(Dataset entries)
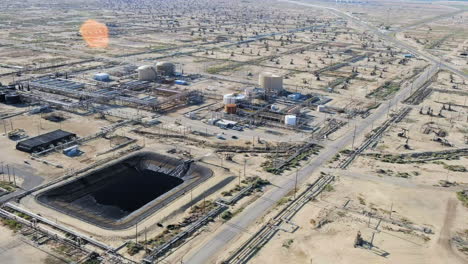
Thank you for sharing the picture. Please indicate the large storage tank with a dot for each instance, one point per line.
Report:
(229, 99)
(232, 98)
(290, 120)
(146, 73)
(165, 68)
(270, 81)
(230, 108)
(103, 77)
(12, 99)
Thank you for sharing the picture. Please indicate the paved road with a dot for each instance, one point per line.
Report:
(397, 43)
(239, 224)
(426, 21)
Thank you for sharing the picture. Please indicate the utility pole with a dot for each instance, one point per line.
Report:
(146, 240)
(391, 210)
(8, 169)
(295, 184)
(354, 137)
(136, 233)
(245, 163)
(191, 198)
(14, 177)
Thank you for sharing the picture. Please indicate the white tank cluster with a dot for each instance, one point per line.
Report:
(232, 98)
(270, 81)
(165, 68)
(290, 120)
(146, 73)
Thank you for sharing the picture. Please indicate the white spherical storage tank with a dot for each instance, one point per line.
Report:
(165, 68)
(146, 73)
(290, 120)
(270, 81)
(229, 99)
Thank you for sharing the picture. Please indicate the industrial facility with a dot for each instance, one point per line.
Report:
(44, 141)
(233, 132)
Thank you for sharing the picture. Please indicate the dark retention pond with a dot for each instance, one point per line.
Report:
(124, 192)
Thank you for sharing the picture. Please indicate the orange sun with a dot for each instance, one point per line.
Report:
(95, 34)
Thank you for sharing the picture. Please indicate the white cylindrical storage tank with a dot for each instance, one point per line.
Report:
(249, 92)
(290, 120)
(229, 99)
(103, 77)
(321, 108)
(165, 68)
(270, 81)
(146, 73)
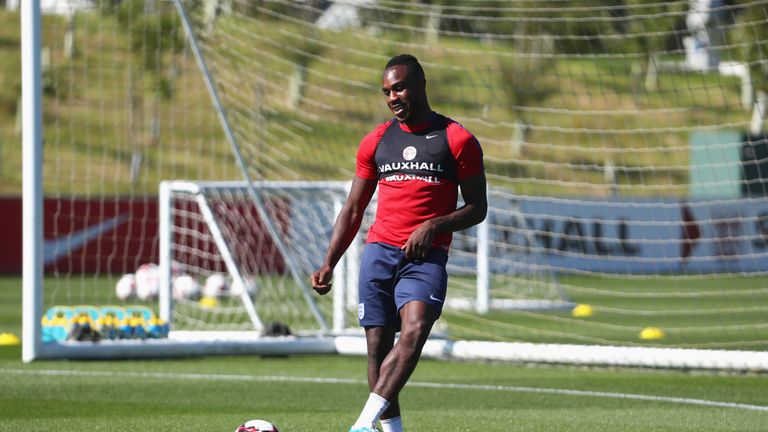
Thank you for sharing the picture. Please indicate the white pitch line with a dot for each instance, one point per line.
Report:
(482, 387)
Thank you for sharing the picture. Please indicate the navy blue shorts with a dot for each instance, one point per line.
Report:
(388, 281)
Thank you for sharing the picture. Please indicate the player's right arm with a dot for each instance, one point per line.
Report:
(344, 231)
(351, 215)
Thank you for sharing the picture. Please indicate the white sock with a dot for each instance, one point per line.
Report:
(395, 424)
(372, 410)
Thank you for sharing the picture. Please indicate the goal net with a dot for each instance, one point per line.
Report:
(624, 145)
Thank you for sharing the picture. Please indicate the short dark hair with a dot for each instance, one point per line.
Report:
(407, 60)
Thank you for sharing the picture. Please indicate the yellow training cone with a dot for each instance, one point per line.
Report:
(9, 339)
(651, 333)
(582, 311)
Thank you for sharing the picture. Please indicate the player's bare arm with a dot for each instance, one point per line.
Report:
(473, 190)
(344, 230)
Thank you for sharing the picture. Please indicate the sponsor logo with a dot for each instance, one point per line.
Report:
(433, 298)
(423, 166)
(409, 153)
(408, 177)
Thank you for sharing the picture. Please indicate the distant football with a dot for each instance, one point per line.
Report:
(147, 281)
(126, 286)
(257, 426)
(186, 287)
(215, 285)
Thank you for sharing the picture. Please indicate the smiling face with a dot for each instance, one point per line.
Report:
(405, 94)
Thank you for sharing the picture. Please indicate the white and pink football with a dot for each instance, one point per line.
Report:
(126, 286)
(257, 426)
(215, 285)
(147, 281)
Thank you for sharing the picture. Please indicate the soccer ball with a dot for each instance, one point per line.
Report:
(147, 281)
(257, 426)
(126, 286)
(215, 285)
(237, 288)
(186, 287)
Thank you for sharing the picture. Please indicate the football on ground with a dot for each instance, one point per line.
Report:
(126, 287)
(257, 426)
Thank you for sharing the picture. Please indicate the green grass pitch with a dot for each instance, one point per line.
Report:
(311, 393)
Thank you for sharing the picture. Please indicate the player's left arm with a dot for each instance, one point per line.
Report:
(472, 183)
(473, 190)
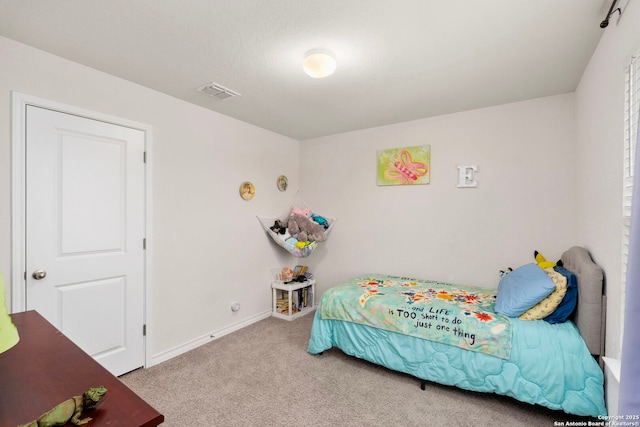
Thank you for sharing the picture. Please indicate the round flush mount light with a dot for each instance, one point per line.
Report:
(319, 63)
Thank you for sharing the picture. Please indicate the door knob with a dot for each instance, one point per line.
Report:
(39, 274)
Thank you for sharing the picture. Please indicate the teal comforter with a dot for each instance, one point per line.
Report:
(549, 365)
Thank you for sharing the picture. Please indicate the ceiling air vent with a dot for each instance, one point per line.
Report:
(217, 91)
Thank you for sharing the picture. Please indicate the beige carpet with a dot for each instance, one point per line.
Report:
(263, 376)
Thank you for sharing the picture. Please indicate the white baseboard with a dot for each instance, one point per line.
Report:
(611, 384)
(190, 345)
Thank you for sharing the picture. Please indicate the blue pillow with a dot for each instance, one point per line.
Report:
(521, 289)
(568, 303)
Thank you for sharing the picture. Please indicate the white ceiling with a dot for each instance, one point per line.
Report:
(398, 60)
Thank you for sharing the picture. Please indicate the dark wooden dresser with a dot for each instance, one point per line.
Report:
(45, 368)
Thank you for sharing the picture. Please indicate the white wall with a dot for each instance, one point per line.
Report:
(525, 199)
(207, 245)
(599, 118)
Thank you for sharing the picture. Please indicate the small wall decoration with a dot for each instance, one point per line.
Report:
(466, 176)
(283, 183)
(404, 166)
(247, 190)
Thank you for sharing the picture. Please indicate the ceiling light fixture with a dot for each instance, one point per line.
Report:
(319, 63)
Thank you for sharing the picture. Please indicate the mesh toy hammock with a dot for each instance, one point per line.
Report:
(286, 240)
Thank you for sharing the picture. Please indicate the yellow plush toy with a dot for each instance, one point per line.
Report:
(542, 261)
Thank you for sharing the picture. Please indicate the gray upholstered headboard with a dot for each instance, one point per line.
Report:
(590, 310)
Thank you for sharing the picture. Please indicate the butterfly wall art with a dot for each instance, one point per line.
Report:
(404, 166)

-- WHAT THIS TASK INVOLVES --
Check each line of the entries for the word "pitch", then state the count alone.

-- SOLUTION FOR THIS EXERCISE --
2